(DOCUMENT SECTION):

◆ ◆ ◆ ◆ ◆

My Response to House Bill No. 2244 aka the “Sean Tevis Bill”
On Wednesday, February 4, 2009, Representative Scott Schwab (R-Olathe) introduced House Bill No. 2244. It is being referred to as the “Sean Tevis Bill”.
This bill would require candidates to file a public report with your full name and your home address on it if you donate less than $50 to a political campaign. Currently, if you donate $49.99 or less, your personal information is not required to be reported.
For example, you can donate $1 right now and not have to worry about your personal information appearing on a list of people who give money. After this bill passes, you may, or you may not, have your personal information reported and you will have no idea if it will be reported or not.
It would appear at first glance that the purpose of this bill is to increase government transparency. What makes this bill unusual, however, is that it would only apply if the candidate you support raises more than $1,000 in other small donations. That’s an odd provision. Why are some small donations not worth reporting and others are?

◆ ◆ ◆ ◆ ◆

(Photo-based point labeling data):
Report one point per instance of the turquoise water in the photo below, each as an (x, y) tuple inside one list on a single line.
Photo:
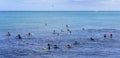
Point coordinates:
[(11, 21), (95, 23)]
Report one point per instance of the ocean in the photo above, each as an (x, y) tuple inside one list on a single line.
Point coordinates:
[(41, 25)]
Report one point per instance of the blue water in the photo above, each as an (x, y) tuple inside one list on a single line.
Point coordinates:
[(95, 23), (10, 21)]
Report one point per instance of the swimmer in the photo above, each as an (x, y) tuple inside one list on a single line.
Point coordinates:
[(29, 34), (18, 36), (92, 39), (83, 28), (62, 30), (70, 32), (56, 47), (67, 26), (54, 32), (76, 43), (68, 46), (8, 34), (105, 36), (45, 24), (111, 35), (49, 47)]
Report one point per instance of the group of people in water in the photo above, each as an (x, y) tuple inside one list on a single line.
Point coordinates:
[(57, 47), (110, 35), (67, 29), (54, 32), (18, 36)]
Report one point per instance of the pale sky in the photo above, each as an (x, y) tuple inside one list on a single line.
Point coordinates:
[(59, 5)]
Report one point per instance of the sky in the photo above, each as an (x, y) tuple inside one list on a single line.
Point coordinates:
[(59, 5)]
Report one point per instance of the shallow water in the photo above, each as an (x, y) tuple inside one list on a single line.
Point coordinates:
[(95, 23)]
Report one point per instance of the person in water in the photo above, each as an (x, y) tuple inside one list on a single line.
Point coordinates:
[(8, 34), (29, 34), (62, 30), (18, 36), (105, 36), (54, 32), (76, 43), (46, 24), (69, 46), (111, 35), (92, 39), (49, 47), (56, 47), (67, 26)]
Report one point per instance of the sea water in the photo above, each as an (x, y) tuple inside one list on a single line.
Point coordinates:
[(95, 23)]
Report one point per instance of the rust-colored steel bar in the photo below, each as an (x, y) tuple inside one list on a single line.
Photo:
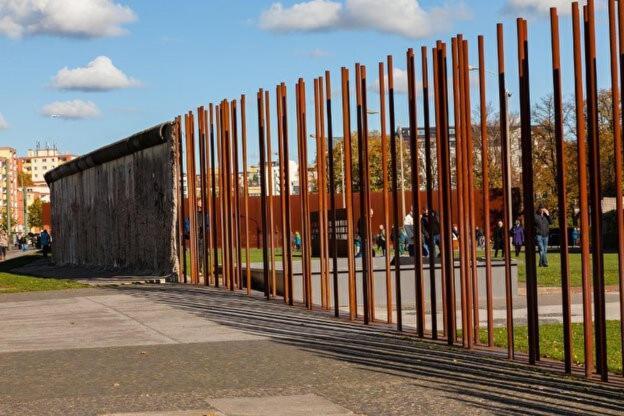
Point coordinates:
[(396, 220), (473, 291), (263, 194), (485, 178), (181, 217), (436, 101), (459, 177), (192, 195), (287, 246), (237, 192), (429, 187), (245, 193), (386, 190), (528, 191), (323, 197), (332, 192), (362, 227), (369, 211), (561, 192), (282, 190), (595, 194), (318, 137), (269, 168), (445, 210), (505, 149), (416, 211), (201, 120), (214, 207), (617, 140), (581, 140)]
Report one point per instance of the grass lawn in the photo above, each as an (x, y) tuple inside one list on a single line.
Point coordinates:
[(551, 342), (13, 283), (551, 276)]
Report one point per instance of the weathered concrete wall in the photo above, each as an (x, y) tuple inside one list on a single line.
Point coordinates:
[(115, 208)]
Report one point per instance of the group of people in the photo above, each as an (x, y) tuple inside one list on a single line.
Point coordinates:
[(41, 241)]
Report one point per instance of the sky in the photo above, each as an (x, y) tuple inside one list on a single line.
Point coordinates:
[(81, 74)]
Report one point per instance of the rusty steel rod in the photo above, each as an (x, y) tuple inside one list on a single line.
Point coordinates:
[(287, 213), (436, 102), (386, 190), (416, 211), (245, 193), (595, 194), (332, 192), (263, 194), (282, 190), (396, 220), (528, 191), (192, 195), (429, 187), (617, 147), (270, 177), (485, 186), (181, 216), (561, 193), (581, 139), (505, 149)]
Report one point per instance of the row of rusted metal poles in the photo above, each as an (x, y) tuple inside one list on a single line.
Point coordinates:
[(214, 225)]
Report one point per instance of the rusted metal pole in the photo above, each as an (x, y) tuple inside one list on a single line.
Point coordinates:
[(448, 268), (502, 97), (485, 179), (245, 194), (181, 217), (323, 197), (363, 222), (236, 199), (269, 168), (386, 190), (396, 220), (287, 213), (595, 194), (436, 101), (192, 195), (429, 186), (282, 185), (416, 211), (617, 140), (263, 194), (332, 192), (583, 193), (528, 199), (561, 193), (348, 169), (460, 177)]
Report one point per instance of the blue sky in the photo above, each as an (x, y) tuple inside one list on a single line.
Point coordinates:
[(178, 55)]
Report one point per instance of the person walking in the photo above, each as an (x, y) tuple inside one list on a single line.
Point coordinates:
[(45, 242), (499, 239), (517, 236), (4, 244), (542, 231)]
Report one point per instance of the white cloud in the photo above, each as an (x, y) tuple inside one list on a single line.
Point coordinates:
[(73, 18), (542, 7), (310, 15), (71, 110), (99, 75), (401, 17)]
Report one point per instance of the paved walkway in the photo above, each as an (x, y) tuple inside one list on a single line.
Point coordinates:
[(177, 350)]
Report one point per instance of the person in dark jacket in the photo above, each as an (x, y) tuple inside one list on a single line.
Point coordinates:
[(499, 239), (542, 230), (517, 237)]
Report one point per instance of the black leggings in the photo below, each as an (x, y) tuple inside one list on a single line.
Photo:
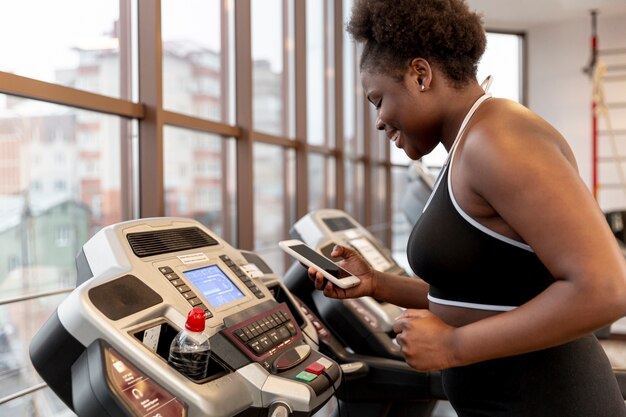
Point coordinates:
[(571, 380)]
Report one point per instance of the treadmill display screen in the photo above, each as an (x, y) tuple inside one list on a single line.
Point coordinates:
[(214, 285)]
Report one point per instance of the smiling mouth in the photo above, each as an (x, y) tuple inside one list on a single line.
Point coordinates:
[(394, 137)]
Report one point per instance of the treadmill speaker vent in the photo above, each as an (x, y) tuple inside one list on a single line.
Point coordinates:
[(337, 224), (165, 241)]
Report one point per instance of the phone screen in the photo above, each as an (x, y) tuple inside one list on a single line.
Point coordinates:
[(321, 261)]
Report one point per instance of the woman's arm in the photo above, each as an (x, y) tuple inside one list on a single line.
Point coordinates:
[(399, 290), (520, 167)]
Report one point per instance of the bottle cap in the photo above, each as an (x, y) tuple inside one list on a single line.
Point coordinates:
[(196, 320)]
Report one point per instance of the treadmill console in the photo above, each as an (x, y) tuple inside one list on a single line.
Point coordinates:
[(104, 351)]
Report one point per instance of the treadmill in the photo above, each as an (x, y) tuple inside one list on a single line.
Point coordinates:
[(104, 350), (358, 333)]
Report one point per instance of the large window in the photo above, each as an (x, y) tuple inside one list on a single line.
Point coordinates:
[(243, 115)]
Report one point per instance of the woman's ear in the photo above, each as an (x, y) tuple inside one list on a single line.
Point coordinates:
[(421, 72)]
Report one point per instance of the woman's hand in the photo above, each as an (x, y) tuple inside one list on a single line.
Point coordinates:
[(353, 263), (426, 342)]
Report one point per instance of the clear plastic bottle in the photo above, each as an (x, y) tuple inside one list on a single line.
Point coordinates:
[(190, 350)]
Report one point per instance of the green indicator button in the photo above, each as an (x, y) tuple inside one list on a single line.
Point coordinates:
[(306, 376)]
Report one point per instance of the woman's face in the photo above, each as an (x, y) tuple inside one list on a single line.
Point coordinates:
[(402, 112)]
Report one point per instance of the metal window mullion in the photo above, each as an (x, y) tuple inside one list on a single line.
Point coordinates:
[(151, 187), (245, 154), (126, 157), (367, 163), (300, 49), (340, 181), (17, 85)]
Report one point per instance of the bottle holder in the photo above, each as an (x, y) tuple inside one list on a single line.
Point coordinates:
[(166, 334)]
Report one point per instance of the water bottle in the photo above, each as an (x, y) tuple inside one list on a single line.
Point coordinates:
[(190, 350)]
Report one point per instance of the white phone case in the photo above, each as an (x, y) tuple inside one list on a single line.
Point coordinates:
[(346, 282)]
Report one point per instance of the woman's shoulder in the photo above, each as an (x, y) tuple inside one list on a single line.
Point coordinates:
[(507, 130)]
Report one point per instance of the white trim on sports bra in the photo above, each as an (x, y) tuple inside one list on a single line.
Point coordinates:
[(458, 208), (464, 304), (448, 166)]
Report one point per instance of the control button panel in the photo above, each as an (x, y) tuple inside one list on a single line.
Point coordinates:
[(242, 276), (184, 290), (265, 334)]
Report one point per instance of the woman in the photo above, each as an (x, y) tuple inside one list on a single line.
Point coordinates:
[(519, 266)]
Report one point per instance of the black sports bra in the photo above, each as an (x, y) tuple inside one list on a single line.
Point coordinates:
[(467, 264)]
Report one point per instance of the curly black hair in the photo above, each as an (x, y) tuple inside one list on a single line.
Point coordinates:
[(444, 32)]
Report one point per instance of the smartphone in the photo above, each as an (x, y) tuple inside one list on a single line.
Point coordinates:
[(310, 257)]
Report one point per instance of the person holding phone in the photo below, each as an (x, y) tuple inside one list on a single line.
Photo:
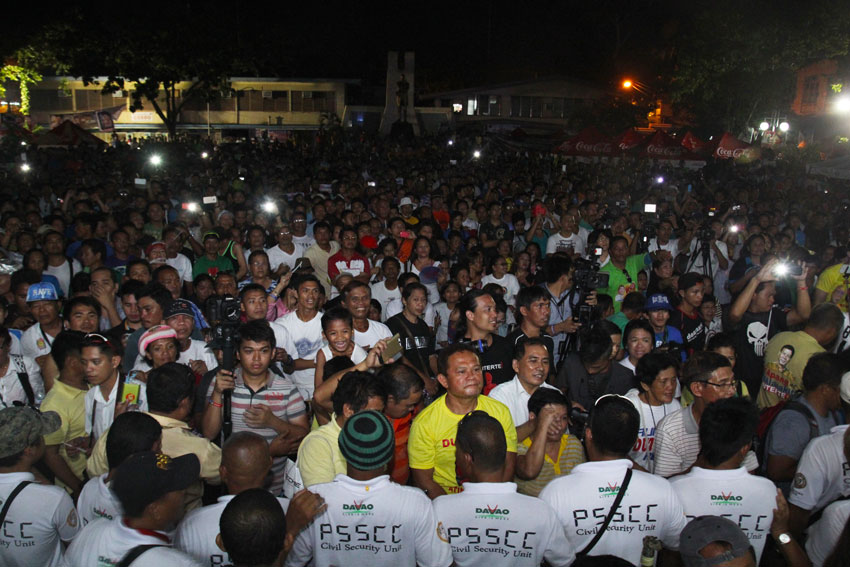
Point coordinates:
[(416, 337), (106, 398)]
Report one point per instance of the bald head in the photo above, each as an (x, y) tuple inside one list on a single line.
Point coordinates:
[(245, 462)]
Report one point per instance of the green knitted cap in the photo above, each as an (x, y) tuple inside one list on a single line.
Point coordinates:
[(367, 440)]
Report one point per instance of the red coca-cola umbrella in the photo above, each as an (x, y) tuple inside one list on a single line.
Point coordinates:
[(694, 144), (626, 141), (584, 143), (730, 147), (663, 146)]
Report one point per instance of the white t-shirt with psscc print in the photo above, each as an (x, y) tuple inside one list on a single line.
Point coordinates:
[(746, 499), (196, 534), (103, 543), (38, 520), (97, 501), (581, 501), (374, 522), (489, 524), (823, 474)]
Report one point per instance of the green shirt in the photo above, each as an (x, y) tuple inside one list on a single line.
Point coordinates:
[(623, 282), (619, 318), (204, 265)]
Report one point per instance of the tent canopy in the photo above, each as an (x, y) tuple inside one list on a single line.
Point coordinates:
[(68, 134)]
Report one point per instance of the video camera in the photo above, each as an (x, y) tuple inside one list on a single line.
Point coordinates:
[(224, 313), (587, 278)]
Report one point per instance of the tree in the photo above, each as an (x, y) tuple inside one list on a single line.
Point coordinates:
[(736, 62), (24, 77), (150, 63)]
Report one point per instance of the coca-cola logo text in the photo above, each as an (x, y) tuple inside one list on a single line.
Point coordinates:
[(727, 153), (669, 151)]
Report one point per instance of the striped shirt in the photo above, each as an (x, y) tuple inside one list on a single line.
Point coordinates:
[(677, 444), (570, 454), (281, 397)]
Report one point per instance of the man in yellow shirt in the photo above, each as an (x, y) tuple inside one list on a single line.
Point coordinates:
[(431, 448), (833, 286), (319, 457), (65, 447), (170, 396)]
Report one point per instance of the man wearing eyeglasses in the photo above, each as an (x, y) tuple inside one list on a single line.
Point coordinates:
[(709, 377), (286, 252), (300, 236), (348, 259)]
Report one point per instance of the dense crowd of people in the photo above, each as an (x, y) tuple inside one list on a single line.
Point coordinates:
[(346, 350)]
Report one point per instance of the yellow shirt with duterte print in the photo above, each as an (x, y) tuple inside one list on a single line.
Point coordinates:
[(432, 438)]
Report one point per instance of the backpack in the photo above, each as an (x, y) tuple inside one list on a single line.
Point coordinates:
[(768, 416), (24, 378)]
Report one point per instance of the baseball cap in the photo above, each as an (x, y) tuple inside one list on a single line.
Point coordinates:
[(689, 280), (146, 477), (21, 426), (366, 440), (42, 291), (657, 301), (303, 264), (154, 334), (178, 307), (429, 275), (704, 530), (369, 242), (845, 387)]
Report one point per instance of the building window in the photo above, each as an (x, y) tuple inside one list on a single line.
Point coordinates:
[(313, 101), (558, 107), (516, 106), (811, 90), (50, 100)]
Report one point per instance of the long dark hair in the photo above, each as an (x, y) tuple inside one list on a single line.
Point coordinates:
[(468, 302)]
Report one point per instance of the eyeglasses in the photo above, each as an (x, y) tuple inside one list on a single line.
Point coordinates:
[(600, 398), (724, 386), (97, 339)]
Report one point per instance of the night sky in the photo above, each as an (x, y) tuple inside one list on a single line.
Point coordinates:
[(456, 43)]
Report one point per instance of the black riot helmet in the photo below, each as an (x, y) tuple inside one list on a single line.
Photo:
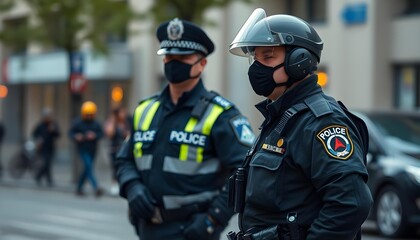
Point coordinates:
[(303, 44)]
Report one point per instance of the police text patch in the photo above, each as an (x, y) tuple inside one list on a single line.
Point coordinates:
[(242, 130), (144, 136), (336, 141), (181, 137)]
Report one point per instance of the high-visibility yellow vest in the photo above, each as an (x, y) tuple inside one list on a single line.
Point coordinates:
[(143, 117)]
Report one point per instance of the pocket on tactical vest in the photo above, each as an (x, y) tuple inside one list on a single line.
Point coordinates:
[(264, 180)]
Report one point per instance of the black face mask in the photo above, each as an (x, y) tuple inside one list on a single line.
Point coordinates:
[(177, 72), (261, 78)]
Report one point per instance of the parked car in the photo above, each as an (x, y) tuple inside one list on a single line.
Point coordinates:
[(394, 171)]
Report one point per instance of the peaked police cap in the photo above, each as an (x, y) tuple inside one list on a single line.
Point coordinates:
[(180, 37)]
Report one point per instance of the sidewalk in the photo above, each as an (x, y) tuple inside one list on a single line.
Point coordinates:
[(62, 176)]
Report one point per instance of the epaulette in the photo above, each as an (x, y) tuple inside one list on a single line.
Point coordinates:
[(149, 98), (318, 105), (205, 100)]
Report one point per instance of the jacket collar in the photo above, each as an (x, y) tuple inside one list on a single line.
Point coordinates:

◆ ◆ ◆ ◆ ◆

(EXERCISES TO COMPLETE):
[a] Using the response to House Bill No. 2244, answer these questions:
(i) Who introduced the bill, and on what date?
(ii) Under current rules, up to what donation amount is a donor's personal information not required to be reported?
(iii) What fundraising condition must a candidate meet for the bill to apply?
[b] Carry on the response to House Bill No. 2244 from its last sentence.

(ANSWERS FOR THIS EXERCISE):
[a]
(i) Representative Scott Schwab (R-Olathe) introduced it on Wednesday, February 4, 2009.
(ii) Donations of $49.99 or less.
(iii) The candidate must raise more than $1,000 in other small donations.

[b]
Maybe it’s because in 2008, there was only been one candidate to raise more than $1,000 in small donations. Me. Representative Schwab has written a bill not to increase government transparency, but to target me or any other future candidate who tries to avoid taking lobbyist money by asking for small donations.
Why We Have Campaign Finance Reporting Laws
Our campaign finance laws are meant primarily so that the public can know what persons or organizations might be attempting to purchase access or influence with our politicians.
For instance, Monsanto Corporation, a maker of fertilizers and chemicals, gave Representative Schwab $250 five days before the election in November. We deserve to know about this because he may feel indebted to Monsanto and introduce legislation to unfairly favor their profit interests over public health. If he introduces a House Bill to loosen regulations about what chemicals may be used on Kansas farms we now know that he may be self-serving and paying back his benefactors.
Reporting the names and addresses of these large amount donors is a way for us to measure a politician’s credibility on an issue.
Why Haven’t Candidates Been Required to Report Small Donations Before?
There are three reasons:
1) No Indebtedness
You give $1 to a candidate. It’s a pretty safe bet that they won’t feel indebted to you. If you give them $100, they might. You give a candidate $1,000 they will probably drop everything to take your call. Money helps win elections and candidates are always looking for more, sadly. Reporting the name and address of someone donating $1 does not address the reasons why we established campaign finance reporting laws. Reporting the name and address of someone donating $1,000 does.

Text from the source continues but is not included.